* [TO DO] Print every entry exactly as it appears, but skip the pictures.

* [THE DATA]

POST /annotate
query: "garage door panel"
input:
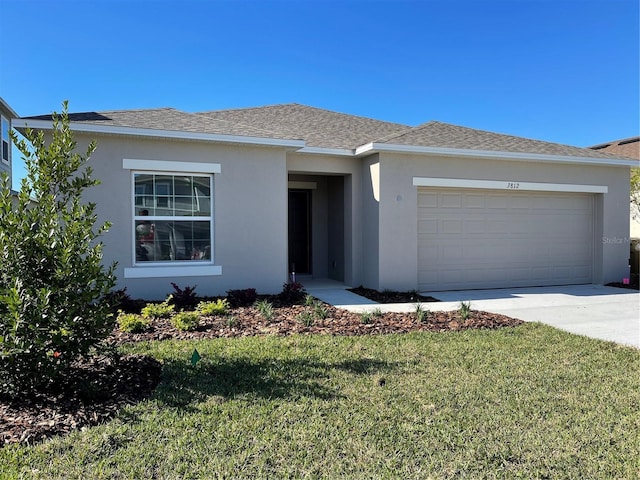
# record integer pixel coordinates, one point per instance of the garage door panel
(450, 200)
(489, 239)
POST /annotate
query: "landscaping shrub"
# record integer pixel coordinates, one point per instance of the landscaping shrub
(305, 318)
(265, 309)
(121, 301)
(133, 323)
(183, 298)
(320, 311)
(158, 310)
(242, 298)
(185, 321)
(292, 292)
(464, 310)
(421, 313)
(366, 318)
(219, 307)
(54, 304)
(232, 322)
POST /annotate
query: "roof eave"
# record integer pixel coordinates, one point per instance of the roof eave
(150, 132)
(373, 147)
(8, 108)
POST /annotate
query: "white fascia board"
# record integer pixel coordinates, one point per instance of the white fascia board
(513, 185)
(170, 166)
(173, 271)
(527, 157)
(344, 152)
(149, 132)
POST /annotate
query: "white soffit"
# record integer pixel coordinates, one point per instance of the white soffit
(170, 166)
(303, 185)
(514, 184)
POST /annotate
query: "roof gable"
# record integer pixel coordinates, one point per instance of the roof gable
(318, 127)
(445, 135)
(298, 125)
(168, 119)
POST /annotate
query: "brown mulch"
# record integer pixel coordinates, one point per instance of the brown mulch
(287, 321)
(134, 377)
(92, 393)
(391, 296)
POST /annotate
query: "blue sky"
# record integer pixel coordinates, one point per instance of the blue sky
(559, 70)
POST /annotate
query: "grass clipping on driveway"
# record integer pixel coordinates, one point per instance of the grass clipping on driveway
(523, 402)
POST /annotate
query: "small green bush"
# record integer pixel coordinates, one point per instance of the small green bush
(183, 298)
(320, 311)
(132, 323)
(265, 309)
(464, 310)
(185, 321)
(305, 318)
(421, 313)
(232, 322)
(158, 310)
(366, 317)
(242, 298)
(219, 307)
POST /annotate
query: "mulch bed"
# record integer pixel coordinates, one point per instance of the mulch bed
(92, 394)
(391, 296)
(133, 377)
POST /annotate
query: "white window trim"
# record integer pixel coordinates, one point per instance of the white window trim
(511, 185)
(164, 166)
(179, 269)
(4, 119)
(176, 268)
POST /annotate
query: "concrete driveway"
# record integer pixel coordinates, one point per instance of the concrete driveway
(596, 311)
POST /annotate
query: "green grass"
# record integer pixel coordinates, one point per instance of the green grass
(527, 402)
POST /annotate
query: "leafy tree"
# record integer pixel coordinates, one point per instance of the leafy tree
(635, 192)
(53, 286)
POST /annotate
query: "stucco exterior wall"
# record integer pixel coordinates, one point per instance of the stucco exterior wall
(318, 166)
(398, 208)
(250, 221)
(7, 115)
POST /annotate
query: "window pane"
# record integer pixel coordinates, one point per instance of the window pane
(5, 129)
(172, 240)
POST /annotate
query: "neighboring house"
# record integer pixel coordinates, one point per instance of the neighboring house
(627, 147)
(6, 116)
(241, 198)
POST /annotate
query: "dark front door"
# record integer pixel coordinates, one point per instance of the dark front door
(300, 231)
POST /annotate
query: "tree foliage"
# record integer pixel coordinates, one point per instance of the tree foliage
(53, 285)
(635, 192)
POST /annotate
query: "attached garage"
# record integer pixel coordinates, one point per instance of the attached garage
(490, 238)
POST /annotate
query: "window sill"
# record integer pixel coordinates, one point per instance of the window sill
(180, 270)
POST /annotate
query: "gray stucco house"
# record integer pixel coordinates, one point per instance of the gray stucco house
(241, 198)
(6, 115)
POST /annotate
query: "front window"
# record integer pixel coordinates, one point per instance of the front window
(172, 217)
(4, 127)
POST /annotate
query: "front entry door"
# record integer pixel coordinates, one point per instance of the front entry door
(300, 231)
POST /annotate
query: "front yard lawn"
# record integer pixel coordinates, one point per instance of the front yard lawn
(522, 402)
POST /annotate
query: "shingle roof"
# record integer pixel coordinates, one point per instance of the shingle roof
(627, 147)
(167, 119)
(445, 135)
(318, 127)
(325, 129)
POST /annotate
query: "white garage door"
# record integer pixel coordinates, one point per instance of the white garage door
(489, 239)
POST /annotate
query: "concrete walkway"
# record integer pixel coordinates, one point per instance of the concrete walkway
(596, 311)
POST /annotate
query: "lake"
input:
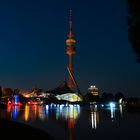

* [ANSWER TO THIS EXERCISE]
POST /annotate
query: "garage door panel"
input:
# record integer pixel coordinates, one point per instance of the garage door panel
(450, 200)
(489, 239)
POST /annotate
query: "landscaping shrub"
# record integer pixel coordinates, one point per instance of the landscaping shrub
(305, 318)
(265, 309)
(121, 301)
(133, 323)
(183, 298)
(320, 311)
(158, 310)
(242, 298)
(185, 321)
(292, 292)
(464, 310)
(421, 313)
(366, 318)
(219, 307)
(54, 304)
(232, 322)
POST /annotate
query: "roof eave"
# record integer pixel coordinates, one point per instance of the roof eave
(150, 132)
(373, 147)
(8, 108)
POST /annotate
query: "white fascia board"
# record integer pixel coordinates, one point per instance of the white fascia board
(513, 185)
(170, 166)
(173, 271)
(527, 157)
(344, 152)
(149, 132)
POST /annotate
query: "white soffit"
# record integer pixel coordinates, one point per instance of the white soffit
(170, 166)
(303, 185)
(514, 184)
POST /annotate
query: "roof gable"
# record integer pixel coordinates, one point per instance of the roof gable
(318, 127)
(445, 135)
(298, 125)
(168, 119)
POST /annotate
query: "brown mulch"
# record integer pixel coordinates, one point per instance of the brown mulch
(287, 321)
(134, 377)
(92, 393)
(391, 296)
POST /annotate
query: "blue sky"
# record integer pixel coordinates, one point per instance of the blue sky
(559, 70)
POST /annotate
query: "grass clipping on driveway"
# record integer pixel coordinates, one point per instance of the grass clipping on driveway
(523, 402)
POST /annotate
query: "small green bush"
# record integer pixel coordinates, one point per instance of the small green bush
(183, 298)
(320, 311)
(132, 323)
(265, 309)
(464, 310)
(185, 321)
(305, 318)
(421, 313)
(232, 322)
(158, 310)
(366, 317)
(242, 298)
(219, 307)
POST /annotate
query: "mulch bed"
# record integer pixel coordinates, one point per instance of the mulch bed
(92, 394)
(391, 296)
(133, 377)
POST /annotate
query: "white window trim"
# record integer pixel coordinates, one point per instance of the white window trim
(511, 185)
(164, 166)
(179, 269)
(4, 119)
(176, 268)
POST /annotate
query: "concrete driveway"
# record integer pixel coordinates, one point per instance of the concrete driveway
(596, 311)
POST /annotate
query: "green grass"
# record integer pixel coordinates, one point per instance of the green grass
(527, 402)
POST /annotate
query: "leafy tree"
# record integer pixel coordinates, one point per instance of the leafy tree
(635, 192)
(53, 286)
POST /annotate
query: "stucco exterior wall"
# record integer pixel coordinates, one point per instance of the stucco exterior wall
(318, 166)
(398, 208)
(250, 221)
(7, 115)
POST /annotate
query: "window pane"
# record integer pixel coordinates, one point per instance of the window pane
(5, 129)
(172, 240)
POST /annotate
query: "neighboring house"
# record integer pixel coordinates, one point per instance of the neighboring house
(627, 147)
(6, 116)
(241, 198)
POST /annotate
query: "dark front door"
# record integer pixel coordinates, one point per instance of the dark front door
(300, 231)
POST /annotate
query: "tree foliage"
# record integer pixel coordinates, one point per instance of the tree foliage
(53, 285)
(635, 192)
POST /annotate
query: "attached garage"
# record integer pixel coordinates, one point per instance of the attached garage
(490, 238)
POST /annotate
query: "window sill"
# record integer pixel coordinates, one point per instance of the window sill
(180, 270)
POST /annotate
query: "gray stucco house"
# record integer pixel coordinates, one point per instance of the gray stucco house
(241, 198)
(6, 115)
POST /annotate
query: "front window"
# record integer pixel coordinates, one point per instance of the front window
(172, 217)
(4, 127)
POST /annotate
query: "front entry door"
# record integer pixel coordinates, one point per instance of the front entry door
(300, 231)
POST /annotate
query: "front yard lawn"
# record integer pixel coordinates, one point per instance of the front yard lawn
(522, 402)
POST /annotate
query: "shingle roof"
# record integer pixel coordinates, one point per instance of the shingle roof
(627, 147)
(167, 119)
(445, 135)
(318, 127)
(325, 129)
POST /annotate
query: "white garage door"
# record integer pixel coordinates, one point per instance of the white garage door
(489, 239)
POST /annotate
query: "concrete walkway"
# record integer pixel coordinates, one point per instance of the concrete walkway
(596, 311)
POST /annotate
query: "lake"
input:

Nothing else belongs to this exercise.